List each line in the records below that includes the word "flower".

*Data extracted from a collection*:
━━━━━━━━
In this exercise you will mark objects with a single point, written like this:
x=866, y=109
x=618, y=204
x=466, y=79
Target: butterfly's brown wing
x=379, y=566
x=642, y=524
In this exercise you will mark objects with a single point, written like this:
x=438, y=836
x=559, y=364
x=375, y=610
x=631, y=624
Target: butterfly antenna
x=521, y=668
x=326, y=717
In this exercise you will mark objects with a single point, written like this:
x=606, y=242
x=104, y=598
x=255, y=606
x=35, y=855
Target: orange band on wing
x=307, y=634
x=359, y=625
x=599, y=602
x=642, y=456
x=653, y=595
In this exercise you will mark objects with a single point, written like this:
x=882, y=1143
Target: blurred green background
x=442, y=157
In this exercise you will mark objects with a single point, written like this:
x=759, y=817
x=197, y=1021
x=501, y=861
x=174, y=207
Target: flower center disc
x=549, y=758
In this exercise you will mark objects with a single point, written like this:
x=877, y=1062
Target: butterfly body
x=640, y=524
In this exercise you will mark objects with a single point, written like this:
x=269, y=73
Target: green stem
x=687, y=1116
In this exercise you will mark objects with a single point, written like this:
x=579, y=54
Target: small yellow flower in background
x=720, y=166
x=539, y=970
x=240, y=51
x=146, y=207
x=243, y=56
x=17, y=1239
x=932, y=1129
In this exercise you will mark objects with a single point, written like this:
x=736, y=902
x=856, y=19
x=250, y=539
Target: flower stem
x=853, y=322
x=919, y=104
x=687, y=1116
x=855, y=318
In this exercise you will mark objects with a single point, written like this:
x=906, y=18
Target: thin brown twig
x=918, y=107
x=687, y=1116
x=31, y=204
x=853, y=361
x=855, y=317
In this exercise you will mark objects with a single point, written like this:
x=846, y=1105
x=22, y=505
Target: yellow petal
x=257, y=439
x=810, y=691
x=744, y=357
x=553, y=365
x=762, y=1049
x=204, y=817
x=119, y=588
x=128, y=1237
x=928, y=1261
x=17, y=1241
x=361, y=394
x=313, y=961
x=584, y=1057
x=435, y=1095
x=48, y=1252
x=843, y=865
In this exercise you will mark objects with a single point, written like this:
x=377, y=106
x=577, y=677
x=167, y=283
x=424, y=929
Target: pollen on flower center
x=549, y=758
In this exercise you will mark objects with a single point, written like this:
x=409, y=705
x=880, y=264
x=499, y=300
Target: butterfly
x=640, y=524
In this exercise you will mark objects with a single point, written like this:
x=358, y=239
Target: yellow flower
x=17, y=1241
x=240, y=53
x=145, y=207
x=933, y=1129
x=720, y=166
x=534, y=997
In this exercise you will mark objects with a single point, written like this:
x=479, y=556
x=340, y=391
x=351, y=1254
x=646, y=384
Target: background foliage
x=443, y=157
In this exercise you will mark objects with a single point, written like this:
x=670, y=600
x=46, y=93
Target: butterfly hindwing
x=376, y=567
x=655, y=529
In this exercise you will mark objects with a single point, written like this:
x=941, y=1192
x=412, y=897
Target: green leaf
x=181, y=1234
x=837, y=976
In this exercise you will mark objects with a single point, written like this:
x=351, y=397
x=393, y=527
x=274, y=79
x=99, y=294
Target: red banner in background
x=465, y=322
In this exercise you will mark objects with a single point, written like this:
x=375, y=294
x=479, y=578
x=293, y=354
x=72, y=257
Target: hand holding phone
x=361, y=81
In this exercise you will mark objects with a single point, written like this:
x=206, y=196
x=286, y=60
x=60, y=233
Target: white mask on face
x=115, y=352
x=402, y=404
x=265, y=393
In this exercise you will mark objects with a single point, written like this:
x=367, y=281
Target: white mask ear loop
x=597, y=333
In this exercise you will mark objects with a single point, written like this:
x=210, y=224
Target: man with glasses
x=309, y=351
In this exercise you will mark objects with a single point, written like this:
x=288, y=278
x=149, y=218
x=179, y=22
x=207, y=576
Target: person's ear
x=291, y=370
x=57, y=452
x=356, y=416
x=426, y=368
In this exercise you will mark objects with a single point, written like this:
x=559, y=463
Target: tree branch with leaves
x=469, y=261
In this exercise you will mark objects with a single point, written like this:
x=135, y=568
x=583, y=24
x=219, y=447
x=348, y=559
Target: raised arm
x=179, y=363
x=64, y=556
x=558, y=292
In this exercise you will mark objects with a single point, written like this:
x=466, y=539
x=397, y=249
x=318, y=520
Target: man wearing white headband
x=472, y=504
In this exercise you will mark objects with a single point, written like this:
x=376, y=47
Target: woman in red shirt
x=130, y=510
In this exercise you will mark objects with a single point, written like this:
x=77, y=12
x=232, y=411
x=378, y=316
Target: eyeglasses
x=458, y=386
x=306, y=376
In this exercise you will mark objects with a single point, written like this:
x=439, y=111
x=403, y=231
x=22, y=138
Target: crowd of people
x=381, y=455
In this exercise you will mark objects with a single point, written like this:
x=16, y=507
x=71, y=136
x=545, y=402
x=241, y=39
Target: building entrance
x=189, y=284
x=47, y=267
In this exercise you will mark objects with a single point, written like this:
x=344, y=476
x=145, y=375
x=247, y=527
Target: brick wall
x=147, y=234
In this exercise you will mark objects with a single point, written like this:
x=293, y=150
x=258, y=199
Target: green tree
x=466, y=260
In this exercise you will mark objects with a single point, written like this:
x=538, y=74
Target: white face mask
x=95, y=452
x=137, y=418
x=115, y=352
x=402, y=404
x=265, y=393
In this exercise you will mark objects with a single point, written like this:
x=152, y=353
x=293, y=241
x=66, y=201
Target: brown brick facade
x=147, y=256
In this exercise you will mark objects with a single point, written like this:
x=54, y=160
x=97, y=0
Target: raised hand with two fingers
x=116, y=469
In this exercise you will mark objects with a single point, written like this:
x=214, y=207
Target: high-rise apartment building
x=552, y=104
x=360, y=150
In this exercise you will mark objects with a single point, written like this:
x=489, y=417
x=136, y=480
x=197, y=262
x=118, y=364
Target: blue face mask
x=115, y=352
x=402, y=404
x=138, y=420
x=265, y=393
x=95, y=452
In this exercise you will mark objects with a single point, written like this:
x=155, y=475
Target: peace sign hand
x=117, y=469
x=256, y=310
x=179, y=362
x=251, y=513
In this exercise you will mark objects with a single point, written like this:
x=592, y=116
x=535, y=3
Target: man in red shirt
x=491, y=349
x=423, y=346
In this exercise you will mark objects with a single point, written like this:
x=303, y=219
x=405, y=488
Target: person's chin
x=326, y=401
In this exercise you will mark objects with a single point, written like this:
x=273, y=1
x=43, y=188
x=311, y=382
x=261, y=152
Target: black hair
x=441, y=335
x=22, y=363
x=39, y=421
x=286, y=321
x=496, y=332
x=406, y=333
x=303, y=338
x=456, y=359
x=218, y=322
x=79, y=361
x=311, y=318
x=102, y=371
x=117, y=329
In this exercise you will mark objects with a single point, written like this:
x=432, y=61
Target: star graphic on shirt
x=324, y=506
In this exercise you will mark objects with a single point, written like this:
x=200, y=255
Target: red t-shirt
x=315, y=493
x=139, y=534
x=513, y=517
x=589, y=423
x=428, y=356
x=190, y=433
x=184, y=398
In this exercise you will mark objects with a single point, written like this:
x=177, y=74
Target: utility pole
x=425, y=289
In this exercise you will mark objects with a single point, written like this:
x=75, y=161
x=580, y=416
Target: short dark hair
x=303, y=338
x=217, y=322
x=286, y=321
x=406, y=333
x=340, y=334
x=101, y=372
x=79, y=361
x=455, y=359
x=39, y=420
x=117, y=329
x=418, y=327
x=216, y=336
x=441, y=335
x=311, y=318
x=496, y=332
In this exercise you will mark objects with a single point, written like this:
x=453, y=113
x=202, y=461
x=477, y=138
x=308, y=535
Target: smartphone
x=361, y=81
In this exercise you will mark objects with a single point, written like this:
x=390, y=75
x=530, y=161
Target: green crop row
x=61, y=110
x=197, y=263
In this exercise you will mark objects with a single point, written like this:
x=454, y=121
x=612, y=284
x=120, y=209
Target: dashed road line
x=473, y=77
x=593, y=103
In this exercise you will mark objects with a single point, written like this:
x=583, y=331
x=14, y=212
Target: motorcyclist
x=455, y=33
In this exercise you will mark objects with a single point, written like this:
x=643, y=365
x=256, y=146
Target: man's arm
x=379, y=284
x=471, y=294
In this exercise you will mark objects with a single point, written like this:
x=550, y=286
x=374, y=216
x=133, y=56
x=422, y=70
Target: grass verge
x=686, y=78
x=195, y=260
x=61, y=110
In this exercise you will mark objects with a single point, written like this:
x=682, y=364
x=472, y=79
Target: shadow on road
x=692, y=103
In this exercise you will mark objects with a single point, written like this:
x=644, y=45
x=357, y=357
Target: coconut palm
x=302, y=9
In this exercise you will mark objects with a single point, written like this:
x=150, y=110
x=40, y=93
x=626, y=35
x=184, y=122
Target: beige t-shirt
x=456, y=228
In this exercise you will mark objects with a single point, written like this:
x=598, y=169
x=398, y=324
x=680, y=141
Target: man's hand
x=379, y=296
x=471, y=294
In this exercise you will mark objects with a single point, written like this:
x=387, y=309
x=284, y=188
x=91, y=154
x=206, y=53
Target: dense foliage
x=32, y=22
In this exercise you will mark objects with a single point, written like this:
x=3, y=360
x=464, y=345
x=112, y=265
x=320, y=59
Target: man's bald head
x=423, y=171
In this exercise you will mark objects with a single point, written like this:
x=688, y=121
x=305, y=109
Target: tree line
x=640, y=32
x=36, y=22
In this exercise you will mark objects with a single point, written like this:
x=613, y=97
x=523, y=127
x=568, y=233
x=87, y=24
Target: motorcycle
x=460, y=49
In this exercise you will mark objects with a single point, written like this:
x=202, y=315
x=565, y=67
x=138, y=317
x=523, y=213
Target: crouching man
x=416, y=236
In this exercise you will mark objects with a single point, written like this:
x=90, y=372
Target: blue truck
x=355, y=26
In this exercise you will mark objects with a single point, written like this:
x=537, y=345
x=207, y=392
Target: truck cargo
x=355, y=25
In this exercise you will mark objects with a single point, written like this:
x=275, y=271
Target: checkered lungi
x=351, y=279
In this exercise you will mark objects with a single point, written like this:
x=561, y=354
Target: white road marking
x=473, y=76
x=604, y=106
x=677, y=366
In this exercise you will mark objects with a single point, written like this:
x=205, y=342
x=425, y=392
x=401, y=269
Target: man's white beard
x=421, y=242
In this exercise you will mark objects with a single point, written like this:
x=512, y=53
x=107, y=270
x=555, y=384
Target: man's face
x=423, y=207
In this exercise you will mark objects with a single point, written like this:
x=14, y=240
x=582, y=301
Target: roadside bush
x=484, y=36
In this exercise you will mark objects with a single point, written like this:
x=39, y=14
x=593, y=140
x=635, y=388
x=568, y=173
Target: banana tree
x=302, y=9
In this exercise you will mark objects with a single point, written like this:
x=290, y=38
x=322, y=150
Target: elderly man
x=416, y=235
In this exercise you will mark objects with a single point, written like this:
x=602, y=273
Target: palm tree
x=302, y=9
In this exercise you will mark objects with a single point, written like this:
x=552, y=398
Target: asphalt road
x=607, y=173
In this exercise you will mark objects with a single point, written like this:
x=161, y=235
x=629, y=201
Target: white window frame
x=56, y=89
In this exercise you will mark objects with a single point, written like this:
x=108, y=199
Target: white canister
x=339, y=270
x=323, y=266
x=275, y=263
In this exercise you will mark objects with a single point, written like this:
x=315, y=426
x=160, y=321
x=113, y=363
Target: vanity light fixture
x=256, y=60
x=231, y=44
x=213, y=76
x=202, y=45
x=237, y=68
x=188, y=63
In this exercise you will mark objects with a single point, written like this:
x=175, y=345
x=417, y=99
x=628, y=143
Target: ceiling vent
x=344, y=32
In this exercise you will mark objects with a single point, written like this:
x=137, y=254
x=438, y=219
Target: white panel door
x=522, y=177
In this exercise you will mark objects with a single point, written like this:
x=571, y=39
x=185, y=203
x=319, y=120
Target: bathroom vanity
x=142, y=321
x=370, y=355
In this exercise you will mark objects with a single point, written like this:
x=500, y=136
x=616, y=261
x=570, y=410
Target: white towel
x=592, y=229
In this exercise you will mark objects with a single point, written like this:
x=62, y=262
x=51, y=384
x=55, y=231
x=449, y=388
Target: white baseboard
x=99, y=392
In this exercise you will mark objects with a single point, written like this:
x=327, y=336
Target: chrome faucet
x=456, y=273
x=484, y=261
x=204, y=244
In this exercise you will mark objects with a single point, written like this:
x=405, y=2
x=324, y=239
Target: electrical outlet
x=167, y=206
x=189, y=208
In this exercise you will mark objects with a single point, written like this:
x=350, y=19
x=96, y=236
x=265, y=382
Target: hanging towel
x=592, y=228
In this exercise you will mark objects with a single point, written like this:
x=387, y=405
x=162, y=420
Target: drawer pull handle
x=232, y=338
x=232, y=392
━━━━━━━━
*Answer to the exercise*:
Target: flower center disc
Target: small yellow flower in background
Target: flower stem
Target: pollen on flower center
Target: yellow flower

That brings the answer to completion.